Olga Werneck Sodré: Na minha opinião a obra de Nelson Werneck Sodré é de grande importância para essa compreensão. A inovação do Nelson no marxismo é porque ele não aplicava o marxismo de modo automático e esquemático. Ele foi muito influenciado por outros intelectuais como Gramsci e pelos italianos, também escreveu vários livros – que, aliás, eu ajudei a coletar o material – sobre o marxismo, fundamentos históricos, fundamentos econômicos do marxismo. Ele conhecia profundamente. Mas ele não fez disso um esquema. Ele guardava essa compreensão dos atores da história. E mostrava não apenas o contexto econômico social, mas como era o desenrolar da ação desses atores e essa questão de focalizar os atores e as ações – os atores podiam ser pessoas ou instituições – é muito importante.

◆ OBJETIVO DO EXERCÍCIO ◆
Pode prosseguir com o trecho sobre a obra de Nelson Werneck Sodré a partir da última frase apresentada? Não é preciso consultar os itens.

◆ MATERIAL FORNECIDO ◆
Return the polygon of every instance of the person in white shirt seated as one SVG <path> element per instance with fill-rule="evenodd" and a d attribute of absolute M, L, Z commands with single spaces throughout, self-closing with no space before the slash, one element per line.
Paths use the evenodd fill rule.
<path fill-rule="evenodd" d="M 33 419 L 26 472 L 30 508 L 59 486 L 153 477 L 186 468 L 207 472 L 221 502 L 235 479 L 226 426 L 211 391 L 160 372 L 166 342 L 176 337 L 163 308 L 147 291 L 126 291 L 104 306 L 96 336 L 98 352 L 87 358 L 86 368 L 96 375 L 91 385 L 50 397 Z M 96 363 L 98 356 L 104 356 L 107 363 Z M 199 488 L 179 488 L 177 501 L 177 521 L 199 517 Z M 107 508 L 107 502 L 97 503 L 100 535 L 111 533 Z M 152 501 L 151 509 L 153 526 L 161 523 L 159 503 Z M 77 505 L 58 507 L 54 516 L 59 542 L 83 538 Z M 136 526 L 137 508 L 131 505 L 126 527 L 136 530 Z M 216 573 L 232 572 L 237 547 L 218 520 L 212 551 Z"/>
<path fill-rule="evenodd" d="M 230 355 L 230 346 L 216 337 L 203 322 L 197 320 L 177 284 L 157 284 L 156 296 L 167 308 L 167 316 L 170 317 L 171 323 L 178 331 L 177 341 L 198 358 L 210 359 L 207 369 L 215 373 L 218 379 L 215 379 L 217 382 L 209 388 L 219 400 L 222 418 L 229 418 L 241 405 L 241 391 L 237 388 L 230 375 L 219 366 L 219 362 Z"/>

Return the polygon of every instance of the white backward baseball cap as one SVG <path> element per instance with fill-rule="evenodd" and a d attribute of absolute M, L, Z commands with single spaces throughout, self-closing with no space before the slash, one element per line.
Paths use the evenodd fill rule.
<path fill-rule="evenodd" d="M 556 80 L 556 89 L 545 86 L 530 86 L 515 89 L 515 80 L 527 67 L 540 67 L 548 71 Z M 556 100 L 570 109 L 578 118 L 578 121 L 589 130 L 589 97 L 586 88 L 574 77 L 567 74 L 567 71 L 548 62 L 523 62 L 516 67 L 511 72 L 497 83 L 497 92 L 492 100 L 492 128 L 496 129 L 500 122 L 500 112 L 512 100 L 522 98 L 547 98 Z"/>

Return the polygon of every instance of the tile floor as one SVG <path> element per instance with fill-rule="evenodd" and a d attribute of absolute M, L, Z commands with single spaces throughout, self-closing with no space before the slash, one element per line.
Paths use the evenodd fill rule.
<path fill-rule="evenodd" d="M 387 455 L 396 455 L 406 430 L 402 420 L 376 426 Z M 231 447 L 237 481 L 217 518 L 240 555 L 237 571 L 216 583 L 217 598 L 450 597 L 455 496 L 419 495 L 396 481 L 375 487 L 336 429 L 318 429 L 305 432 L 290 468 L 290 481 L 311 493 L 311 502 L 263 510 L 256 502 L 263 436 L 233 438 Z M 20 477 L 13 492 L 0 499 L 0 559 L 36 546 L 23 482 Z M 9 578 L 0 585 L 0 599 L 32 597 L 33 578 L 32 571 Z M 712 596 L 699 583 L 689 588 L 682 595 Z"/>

◆ RESPOSTA DO EXERCÍCIO ◆
E para dar um exemplo, eu ia fazer um doutorado em sociologia em Paris, com um professor que era muito renomado. Ainda é numa outra área, mas ele na época se dizia marxista. E lá fui eu, porque eu trabalhava na área da pesquisa urbana e queria fazer uma tese sobre a fusão do estado do Rio com a Guanabara. E esse professor marxista (não vou dizer o nome, para não comprometer, porque ele ainda é muito renomado aqui no Brasil), ele queria que eu explicasse isso de uma forma muito esquemática. E eu que estava acostumada com o Nelson, com a sua compreensão e tudo, fui chegando num ponto que eu não mais suportava e eu desisti desse doutorado. Então se criou um impasse, e acabei fazendo meu doutorado em Filosofia e não em Sociologia. Na época, as pessoas diziam que era um absurdo. Digo, é um absurdo, pode ser, mas eu não quero botar o meu nome num esquemazinho assim que não tem nada a ver.

Então é por isso que afirmo que o Nelson usou o marxismo para a análise da sociedade brasileira de uma maneira muito interessante. Que desvendou muitos aspectos da realidade.

AND: Pode nos falar como foi essa repercussão da obra de Nelson Werneck Sodré na academia?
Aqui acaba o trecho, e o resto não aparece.